▶ [Amaç 1] Panel araştırmalarına ilişkin metne göre bu araştırmaların avantajı neyden kaynaklanmaktadır?
▶ [Amaç 2]
Aşağıdaki ifadelerin panel araştırmalarına ilişkin metinle uyuşup uyuşmadığını belirtiniz; her biri için evet ya da hayır yazarak metinden belirleyici sözcükleri aynen aktarınız.
(a) Panel araştırmaları kısa süreli ve düşük maliyetlidir.
(b) Örneklem büyüklüğü azaldıkça panel araştırmalarının avantajı da azalır.
(c) Örnekleme girenler, araştırma tekrarlandığında ilk araştırmanın etkisi altında kalabilir.
▶ [Amaç 3] Panel araştırmalarına ilişkin metni kaldığı yerden sürdürünüz.

▶ [Okunacak Metin]
──────
Panel araştırmaları, bütün boylamsal araştırmalar gibi uzun süreli ve yüksek maliyetlidirler.
Buna ek olarak, panel araştırmalarında aynı örneklem grubu üzerinde araştırma
yapmaktan kaynaklanan bazı özel zorluklar söz konusudur. Örnekleme giren bireyler
ölebilir, taşınabilir ya da araştırmanın tekrarlarında araştırmaya katılmak istemeyebilirler.
Panel araştırmalarının avantajı, ölçümlerin aynı örneklem üzerinde tekrarlanmasından
kaynaklanır. Bu nedenle ölüm, taşınma ya da benzeri nedenlerle insanlar örneklemden
çıktıkça, yani örneklem büyüklüğü azaldıkça bu avantaj da azalır. Ayrıca örnekleme
girenler, birinci ölçümde, yani araştırma ilk kez yapıldığında nesnel olsalar da aynı
araştırma tekrarlandığında soruları yanıtlarken ilk araştırmanın etkisi altında kalabilirler.
──────
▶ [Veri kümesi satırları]
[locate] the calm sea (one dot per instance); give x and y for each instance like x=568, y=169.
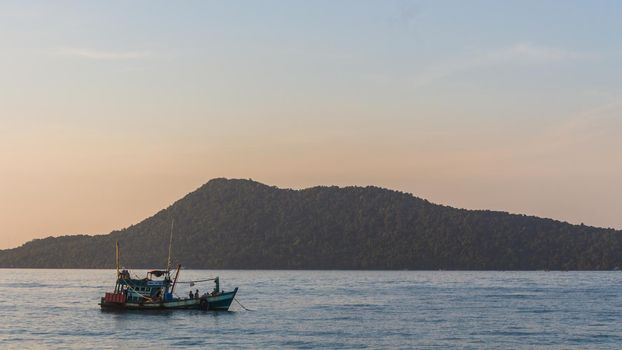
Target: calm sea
x=58, y=309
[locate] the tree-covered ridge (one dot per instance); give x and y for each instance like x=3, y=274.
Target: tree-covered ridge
x=248, y=225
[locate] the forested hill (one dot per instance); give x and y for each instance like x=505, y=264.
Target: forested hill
x=242, y=224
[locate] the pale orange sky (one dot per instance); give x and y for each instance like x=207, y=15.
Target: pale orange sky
x=107, y=115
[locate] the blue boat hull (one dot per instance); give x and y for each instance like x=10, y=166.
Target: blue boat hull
x=220, y=302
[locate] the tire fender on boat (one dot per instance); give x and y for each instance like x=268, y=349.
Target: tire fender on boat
x=203, y=304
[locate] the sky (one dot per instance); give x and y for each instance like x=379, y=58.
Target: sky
x=111, y=111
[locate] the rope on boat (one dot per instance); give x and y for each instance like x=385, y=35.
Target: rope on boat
x=236, y=300
x=197, y=281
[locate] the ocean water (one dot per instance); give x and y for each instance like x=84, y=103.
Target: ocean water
x=57, y=309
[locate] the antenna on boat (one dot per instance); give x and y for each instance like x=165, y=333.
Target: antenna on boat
x=170, y=247
x=117, y=257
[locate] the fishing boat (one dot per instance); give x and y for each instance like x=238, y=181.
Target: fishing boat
x=156, y=291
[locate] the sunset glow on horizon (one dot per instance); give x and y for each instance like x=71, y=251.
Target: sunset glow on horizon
x=112, y=111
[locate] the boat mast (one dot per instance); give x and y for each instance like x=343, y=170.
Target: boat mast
x=170, y=247
x=117, y=258
x=175, y=280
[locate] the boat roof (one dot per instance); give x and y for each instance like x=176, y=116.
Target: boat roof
x=158, y=273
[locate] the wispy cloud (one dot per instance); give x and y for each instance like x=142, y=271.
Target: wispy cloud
x=102, y=55
x=528, y=52
x=525, y=53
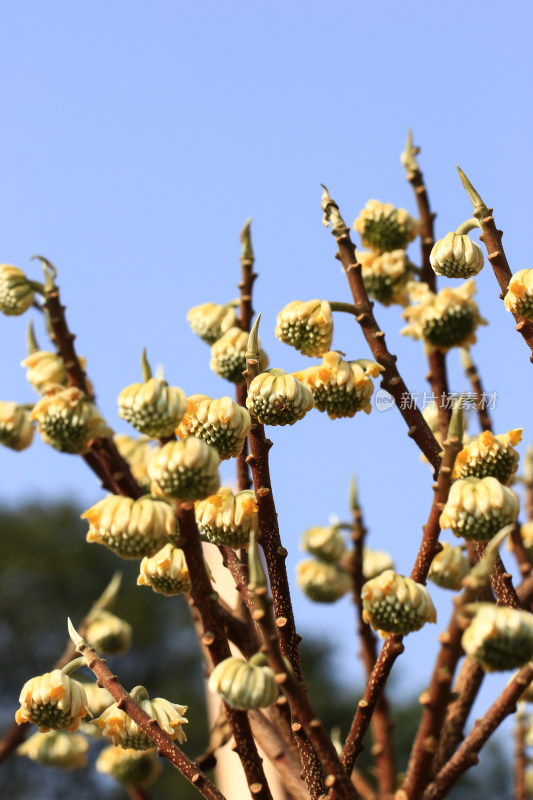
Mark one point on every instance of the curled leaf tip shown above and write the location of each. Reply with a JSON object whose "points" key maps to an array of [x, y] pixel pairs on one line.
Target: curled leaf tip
{"points": [[253, 340], [77, 640], [145, 365], [31, 341], [256, 571], [246, 241], [474, 197]]}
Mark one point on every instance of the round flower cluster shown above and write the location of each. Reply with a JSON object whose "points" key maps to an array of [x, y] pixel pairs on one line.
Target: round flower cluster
{"points": [[307, 326], [384, 227], [393, 603], [221, 423], [443, 320], [341, 388], [278, 399], [228, 519]]}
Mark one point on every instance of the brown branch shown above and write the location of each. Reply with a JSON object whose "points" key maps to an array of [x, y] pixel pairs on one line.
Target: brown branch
{"points": [[215, 641], [393, 643], [520, 760], [391, 379], [492, 239], [383, 748], [165, 746], [297, 697], [467, 755]]}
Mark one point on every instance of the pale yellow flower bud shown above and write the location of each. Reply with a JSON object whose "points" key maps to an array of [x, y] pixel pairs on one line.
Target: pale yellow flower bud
{"points": [[126, 733], [244, 684], [16, 293], [321, 582], [137, 453], [489, 455], [498, 637], [449, 567], [478, 508], [153, 408], [166, 572], [386, 275], [186, 470], [131, 767], [444, 320], [228, 356], [456, 256], [16, 428], [222, 423], [326, 543], [108, 634], [375, 562], [210, 321], [56, 749], [341, 388], [393, 603], [307, 326], [519, 297], [45, 370], [384, 227], [227, 518], [130, 528], [68, 421], [278, 399], [52, 700]]}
──────
▶ [Görev Çıktısı 1] Ölçümlerin aynı örneklem üzerinde tekrarlanmasından kaynaklanır.

▶ [Görev Çıktısı 2]
(a) Hayır: "uzun süreli ve yüksek maliyetlidirler"
(b) Evet: "örneklem büyüklüğü azaldıkça bu avantaj da azalır"
(c) Evet: "soruları yanıtlarken ilk araştırmanın etkisi altında kalabilirler"

▶ [Görev Çıktısı 3]
Bu da araştırmacının gerçeklere ulaşma şansını azaltır.

Kohort Araştırmaları

Kohort araştırmaları, araştırma evreninin ortak özelliklere sahip alt gruplarının (kohortlar)
zaman içinde geçirdikleri değişimi ölçmeyi amaçlayan araştırmalardır. Kohort
araştırmalarında, kohortlar genellikle aynı yılda doğanlardan oluşturulur. Örneğin 1960
yılında doğanlar bir kohorttur. Ancak 1995 yılında evlenenler, İkini Dünya Savaşı sırasında
doğanlar ya da İstanbul’a 1990 yılında göç edenler gibi farklı kohortlar belirlemek de
mümkündür. Kohort araştırmalarında ölçümün her tekrarlanışında aynı örneklem
grubundan veri toplanmaz, ama her ölçümde aynı kohorttan (örneğin 1995 yılında
evlenenlerin oluşturduğu kohorttan) örneklem seçilir (Earl, 2004, 103).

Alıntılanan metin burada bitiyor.